* **Aim of the exercise**: Please pick up the passage about students who reject their accommodations after its last sentence and write the next part.

* **Excerpted passage**:
-- -- --
It is easy for educators and administrators to get frustrated when this happens. From the outside, it looks like a lack of motivation or a student being difficult. But in my experience, especially working in underserved communities, resistance is rarely about the work itself.
It is about survival. For many students, using an accommodation feels like wearing a neon sign that says they are different. In a world where they are already fighting to fit in, navigate labels, or deal with the pressures of their neighborhood, they are not rejecting the help. They are rejecting the shame they think comes with it.
If we want these tools to actually work, we have to stop focusing only on the logistics of the plan and start addressing the social and emotional weight these tools carry. We have to move past the document and look at the human being sitting at the desk. Here are five ways we can bridge that gap and help students move from resistance to agency.
WHEN STUDENTS REJECT THEIR ACCOMMODATIONS
1. Listen before you persuade. Before trying to convince a student why they should use a support, teachers have to understand why the student is digging their heels in. Resistance is a form of communication. It is a signal that something about the process feels unsafe or uncomfortable for them. Instead of correcting their refusal or reminding them of the rules, we need to ask real questions that validate their experience.
I have found that asking “What is the hardest part about using this tool in front of your friends?” or “How does having to take a test in a different space than your classmates make you feel?” goes a long way. When we approach students with curiosity, we truly show them that this is a partnership. We are not just another adult telling them what they have to do. We are an ally trying to understand their world. When a student feels heard, they are much more likely to collaborate on a solution that feels manageable for them.
-- -- --
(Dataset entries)
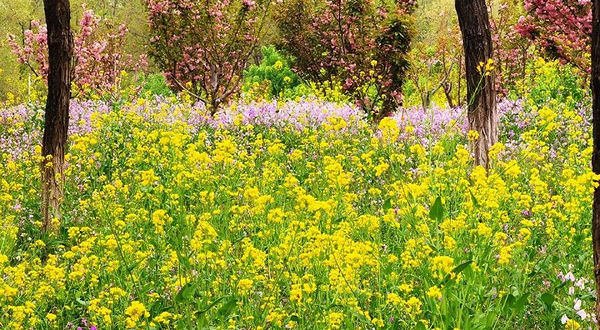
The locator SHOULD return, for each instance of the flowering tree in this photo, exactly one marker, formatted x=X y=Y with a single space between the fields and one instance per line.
x=364 y=44
x=98 y=59
x=561 y=27
x=512 y=52
x=203 y=47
-- -- --
* **Exercise output**:
2. Name the stigma out loud. Students often carry their embarrassment in silence because they think they are the only ones struggling. They sit in class watching their peers, assuming that everyone else has it figured out. This internal narrative is a major barrier to success. We need to make the invisible visible by having honest, direct conversations about stigma.
This means talking openly about how everyone uses different tools to thrive. We can point to everyday examples like glasses, specific apps on a phone, or different ways of taking notes. When we name the fear of being teased or judged, we take away its power. It stops being a secret struggle and starts being a normal part of how humans learn. By normalizing the need for support across the entire classroom, we reduce the “otherness” that students feel when they reach for their specific accommodation.
3. Give students the language to advocate. A lot of times, a student refuses help simply because they do not know what to say when a peer asks a question. The fear of a sudden, awkward conversation is enough to make them leave their tools in their backpack. We have to arm them with short, confident scripts they can use to set boundaries and maintain their dignity.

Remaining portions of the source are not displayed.